» **Exercise 1**
According to the body-image blog post, how often has the writer been going to personal training since January?
» **Exercise 2**
Carry on the body-image blog post from the point where it stops.

[Selected extract — start]

I'm not sure where exactly to begin or what exactly to include. First off, I guess I'll warn you. This post may get a very deep and pretty lengthy, so if you're not ready for that, you're free to stop reading.
I've periodically written on this blog about some of my issues with myself and certain struggles I've had in my life. My motivation for that isn't necessarily selfish. Recently, I've noticed that many women across the blogoshpere are struggling with their bodies and writing beautifully honest posts about it. I'm sharing my story as a means of catharsis, but also to let others who may have similar struggles, like many of my friends, family members, and fellow-bloggers, know that they are not alone. I sincerely hope that this post does not come off as a overly-dramatic or self-pitying because I am not going for that at all; I just know that in order to get to where I want to be, I need to share a little about my journey.
|The light in me salutes the light in you: Namaste|
Back in January, I wrote a post about my resolutions for the year (here), and I haven't forgotten them. All year, I've been working hard to live up to the goals I made for myself. I've been doing better in some areas than in others. For instance, I feel like my photo-taking skills have dramatically improved, but I haven't quite gotten the financially fit thing down. I have been investing the most time in learning to love myself, working out more, and eating healthier, which I'm coming to find are all directly linked. I've been going to personal training 3x per week since January and recently I joined Weight Watchers. I'm not going to talk about my weight because weight isn't judge of health, and it's simply not constructive. Overall, with these steps I feel stronger and healthier, which is wonderful, but there's still something missing.
In January, I started attending therapy again to recover from my body issues. It went well for a while, but it opened up a can of worms that I can't seem to shut. Over the last few months, I haven't been blogging much and part of that is because I've been busy with school, but the other part is because I was really too depressed to do much. There are only so many pictures of cats that I can post, amiright? I've always had significant body struggles and I'm realizing that I don't have any memory of loving myself completely. For example, a few months ago, my sister sent me this picture:
Cute, right? Wrong. See that little Kristie hiding behind her dad? She's hiding because she thought she looked fat in her bathing suit...at 8 years old. I remember that bathing suit, and the anxiety it brought. This photo makes me so sad for that little girl who was perfectly normal and healthy, but already mentally sick.

[Selected extract — finish]
[Records — start]

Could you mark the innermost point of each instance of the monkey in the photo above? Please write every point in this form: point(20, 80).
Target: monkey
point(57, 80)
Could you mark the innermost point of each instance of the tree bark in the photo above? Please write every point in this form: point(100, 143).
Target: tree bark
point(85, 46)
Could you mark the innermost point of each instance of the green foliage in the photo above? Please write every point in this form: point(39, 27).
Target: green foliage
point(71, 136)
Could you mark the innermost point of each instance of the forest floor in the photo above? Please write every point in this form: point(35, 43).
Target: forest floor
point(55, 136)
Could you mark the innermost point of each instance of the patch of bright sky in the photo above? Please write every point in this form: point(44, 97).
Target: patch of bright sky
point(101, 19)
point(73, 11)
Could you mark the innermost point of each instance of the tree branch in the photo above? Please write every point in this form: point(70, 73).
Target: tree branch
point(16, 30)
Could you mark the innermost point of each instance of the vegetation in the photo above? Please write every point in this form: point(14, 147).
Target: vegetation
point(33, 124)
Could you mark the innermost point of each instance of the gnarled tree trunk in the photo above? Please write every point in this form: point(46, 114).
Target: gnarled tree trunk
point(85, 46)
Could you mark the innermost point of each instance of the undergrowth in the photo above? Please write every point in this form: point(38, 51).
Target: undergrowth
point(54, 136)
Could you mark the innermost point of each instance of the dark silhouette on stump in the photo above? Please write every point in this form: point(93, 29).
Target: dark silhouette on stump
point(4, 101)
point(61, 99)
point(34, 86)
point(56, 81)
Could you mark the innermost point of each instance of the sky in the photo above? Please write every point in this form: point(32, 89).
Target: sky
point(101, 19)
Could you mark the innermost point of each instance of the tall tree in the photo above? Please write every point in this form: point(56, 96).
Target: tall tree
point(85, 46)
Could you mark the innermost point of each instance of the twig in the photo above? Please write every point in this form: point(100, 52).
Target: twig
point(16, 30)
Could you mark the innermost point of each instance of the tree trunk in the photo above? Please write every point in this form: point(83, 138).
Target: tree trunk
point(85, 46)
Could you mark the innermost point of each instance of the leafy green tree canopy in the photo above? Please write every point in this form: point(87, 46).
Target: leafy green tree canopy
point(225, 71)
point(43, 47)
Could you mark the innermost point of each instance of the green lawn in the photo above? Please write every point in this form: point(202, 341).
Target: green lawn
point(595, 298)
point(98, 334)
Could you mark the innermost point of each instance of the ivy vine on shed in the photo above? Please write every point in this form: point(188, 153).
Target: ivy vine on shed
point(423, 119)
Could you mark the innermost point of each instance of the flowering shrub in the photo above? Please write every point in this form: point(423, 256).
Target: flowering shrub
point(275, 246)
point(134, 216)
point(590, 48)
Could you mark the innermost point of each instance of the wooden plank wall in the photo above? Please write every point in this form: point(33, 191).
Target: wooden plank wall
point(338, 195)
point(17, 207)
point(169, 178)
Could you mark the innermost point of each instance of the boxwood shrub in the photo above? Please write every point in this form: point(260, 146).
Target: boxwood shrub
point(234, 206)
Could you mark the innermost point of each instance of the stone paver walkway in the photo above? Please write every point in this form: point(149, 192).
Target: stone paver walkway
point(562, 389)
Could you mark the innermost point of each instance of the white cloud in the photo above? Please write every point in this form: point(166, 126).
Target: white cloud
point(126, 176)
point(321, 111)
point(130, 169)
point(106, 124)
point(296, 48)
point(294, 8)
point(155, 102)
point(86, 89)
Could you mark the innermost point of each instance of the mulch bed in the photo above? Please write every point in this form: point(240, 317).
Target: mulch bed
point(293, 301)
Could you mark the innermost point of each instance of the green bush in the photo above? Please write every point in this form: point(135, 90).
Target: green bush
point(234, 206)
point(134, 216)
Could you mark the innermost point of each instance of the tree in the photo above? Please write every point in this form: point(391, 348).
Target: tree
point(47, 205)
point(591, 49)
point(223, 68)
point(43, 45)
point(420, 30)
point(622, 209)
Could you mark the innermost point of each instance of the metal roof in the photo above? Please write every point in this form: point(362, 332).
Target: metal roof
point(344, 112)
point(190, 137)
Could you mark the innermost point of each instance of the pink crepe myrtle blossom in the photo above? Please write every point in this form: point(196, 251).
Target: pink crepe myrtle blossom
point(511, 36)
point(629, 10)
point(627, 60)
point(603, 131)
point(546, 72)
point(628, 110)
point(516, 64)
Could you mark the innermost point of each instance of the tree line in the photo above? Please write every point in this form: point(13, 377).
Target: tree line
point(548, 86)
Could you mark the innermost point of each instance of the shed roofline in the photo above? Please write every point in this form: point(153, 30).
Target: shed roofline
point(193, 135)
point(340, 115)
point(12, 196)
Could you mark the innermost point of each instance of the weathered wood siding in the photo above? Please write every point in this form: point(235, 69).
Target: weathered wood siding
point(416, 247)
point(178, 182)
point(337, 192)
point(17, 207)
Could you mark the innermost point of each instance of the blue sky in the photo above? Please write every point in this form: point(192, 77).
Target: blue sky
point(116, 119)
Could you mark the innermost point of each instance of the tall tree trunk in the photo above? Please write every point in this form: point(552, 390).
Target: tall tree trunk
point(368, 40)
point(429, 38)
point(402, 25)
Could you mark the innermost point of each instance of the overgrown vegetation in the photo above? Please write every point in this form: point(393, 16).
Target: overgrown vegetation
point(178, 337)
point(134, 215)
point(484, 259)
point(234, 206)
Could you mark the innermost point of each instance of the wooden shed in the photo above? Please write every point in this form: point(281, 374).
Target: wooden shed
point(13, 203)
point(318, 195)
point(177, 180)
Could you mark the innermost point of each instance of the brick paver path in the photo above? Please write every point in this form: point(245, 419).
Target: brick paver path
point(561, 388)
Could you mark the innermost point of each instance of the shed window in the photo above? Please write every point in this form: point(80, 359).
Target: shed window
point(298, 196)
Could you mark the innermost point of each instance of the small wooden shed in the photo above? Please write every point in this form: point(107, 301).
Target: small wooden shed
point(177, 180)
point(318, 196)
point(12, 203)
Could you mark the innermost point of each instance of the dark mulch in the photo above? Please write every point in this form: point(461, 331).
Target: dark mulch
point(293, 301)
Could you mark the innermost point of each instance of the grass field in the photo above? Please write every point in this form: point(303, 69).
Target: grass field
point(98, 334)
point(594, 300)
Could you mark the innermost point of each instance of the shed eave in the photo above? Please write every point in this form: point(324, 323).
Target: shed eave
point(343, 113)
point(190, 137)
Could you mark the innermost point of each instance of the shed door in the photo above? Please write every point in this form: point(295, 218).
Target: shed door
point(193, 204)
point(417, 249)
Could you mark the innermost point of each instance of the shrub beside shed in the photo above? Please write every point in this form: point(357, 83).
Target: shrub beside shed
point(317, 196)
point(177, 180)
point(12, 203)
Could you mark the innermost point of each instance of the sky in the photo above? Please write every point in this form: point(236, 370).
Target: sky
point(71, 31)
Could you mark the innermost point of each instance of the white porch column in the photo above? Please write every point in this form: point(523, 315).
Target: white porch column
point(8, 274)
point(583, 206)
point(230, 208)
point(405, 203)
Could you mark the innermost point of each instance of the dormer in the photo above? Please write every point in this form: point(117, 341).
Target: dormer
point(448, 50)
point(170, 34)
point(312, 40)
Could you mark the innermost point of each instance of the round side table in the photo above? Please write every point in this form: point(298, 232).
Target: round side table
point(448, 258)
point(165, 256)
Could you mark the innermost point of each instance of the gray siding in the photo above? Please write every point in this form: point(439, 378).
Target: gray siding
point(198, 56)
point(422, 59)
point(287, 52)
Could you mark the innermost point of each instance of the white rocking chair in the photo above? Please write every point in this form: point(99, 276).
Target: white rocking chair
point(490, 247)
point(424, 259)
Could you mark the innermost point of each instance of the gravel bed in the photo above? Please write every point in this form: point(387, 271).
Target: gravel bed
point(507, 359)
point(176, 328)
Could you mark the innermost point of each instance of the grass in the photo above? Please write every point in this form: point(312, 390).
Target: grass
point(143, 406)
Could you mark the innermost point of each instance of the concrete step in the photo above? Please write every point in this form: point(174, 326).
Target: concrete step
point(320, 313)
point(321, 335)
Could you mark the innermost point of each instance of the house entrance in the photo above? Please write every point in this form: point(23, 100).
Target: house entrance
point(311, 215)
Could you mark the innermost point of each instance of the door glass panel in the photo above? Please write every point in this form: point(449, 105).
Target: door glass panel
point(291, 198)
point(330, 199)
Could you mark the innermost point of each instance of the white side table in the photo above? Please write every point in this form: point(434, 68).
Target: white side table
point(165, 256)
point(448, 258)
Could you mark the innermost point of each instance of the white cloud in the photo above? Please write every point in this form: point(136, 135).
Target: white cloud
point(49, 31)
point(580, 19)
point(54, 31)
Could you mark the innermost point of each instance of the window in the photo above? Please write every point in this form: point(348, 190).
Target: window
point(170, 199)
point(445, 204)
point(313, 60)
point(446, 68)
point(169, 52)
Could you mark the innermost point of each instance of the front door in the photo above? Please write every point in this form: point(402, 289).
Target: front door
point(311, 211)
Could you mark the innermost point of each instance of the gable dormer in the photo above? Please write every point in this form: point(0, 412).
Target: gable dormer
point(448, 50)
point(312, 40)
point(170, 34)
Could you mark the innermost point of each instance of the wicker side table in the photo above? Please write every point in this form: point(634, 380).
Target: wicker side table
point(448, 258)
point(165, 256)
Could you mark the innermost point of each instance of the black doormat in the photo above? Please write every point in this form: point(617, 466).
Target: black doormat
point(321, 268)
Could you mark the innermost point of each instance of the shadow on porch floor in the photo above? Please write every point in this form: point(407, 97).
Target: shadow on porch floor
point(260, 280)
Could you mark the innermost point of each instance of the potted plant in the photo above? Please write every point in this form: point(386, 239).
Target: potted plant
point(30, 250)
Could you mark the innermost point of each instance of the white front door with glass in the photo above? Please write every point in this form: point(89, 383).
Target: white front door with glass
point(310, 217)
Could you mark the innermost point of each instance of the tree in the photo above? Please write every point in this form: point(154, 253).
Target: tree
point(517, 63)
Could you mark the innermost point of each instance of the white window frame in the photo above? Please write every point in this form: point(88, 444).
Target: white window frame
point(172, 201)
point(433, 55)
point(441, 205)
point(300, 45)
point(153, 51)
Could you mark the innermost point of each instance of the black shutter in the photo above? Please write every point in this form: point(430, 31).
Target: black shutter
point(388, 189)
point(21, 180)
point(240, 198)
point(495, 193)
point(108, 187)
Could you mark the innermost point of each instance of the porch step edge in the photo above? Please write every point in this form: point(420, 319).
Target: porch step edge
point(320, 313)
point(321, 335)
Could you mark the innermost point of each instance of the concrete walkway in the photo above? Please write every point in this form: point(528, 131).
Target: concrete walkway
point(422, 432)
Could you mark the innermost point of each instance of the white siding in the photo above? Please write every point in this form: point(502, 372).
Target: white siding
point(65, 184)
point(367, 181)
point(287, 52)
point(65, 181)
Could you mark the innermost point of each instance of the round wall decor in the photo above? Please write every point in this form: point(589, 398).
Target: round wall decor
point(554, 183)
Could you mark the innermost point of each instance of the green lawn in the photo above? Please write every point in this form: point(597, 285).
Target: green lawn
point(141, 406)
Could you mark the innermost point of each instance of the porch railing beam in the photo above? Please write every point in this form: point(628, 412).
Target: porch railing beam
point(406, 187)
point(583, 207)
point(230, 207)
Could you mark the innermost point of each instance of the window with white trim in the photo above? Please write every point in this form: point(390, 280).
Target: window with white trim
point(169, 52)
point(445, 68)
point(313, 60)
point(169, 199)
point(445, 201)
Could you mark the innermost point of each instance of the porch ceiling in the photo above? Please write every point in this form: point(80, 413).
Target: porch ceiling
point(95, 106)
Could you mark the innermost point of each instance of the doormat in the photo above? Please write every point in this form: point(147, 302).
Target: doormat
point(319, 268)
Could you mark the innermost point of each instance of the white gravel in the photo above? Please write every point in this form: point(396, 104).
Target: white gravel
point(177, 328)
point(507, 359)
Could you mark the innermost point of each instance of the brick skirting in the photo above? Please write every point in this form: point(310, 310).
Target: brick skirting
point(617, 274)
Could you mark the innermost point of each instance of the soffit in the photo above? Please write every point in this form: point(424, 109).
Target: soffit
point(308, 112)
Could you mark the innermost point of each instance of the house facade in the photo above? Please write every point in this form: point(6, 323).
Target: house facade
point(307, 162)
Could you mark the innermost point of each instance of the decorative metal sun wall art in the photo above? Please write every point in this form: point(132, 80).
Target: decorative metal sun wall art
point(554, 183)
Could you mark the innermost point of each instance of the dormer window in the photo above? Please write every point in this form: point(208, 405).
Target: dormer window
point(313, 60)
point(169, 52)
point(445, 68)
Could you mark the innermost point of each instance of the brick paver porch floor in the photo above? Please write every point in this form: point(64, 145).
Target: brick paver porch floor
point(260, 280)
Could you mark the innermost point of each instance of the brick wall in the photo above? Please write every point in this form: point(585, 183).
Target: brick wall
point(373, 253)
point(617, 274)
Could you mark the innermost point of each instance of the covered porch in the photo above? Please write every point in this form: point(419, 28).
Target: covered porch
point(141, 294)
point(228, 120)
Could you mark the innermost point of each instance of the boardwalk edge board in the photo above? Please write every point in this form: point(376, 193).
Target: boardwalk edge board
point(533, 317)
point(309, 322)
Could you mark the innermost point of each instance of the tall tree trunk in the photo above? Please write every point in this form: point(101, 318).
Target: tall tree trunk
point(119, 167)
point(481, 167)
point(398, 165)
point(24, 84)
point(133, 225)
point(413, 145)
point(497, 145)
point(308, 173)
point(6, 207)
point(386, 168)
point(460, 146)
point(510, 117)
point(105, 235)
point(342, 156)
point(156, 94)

[Records — finish]

» **Response box 1**
Three times per week.

» **Response box 2**
I won't go into detail about how I went into a spiral after my wedding after seeing pictures of myself, or how I often cancel plans with old friends who knew me when I was thinner (even though I still thought I was huge) out of fear of judgement. Thoughts about my weight and size have gotten out of control and occupy most of my thoughts on a daily basis. Of course, Karl is nothing but loving and constantly telling me how beautiful and perfect I am, but it means nothing if I don't learn it for myself, right? That's why trying to change is so important and why I go to therapy in the first place.
|Photo by Dave Brewer|
I know some of you will say, "Why don't you just lose the weight? Things will get better from there." Well, the truth of the matter is that I've been yo-yo dieting since I was eight. I've done everything from Southbeach to juicing to starving myself. I've lost lots of weight, but I've never lost that voice that whispers that I am nothing and mean nothing because my body is imperfect. That voice says things to me that I'd never tolerate anyone else saying. It cripples me and prevents me from being successful in anything I do.
So, where do I go from here? Well, I'm creating an action plan. Over the next couple of weeks, I'll be writing posts, titled "Taking Back My Body," that discuss strategies for overcoming the kasheesties (what I call the bad thoughts), for getting past failure, for finding empowerment in other women, etc. I'm doing this as much for myself as I am for any of you that may struggle with these same thoughts or feelings. I think it's about damn time we take back our bodies and our thoughts.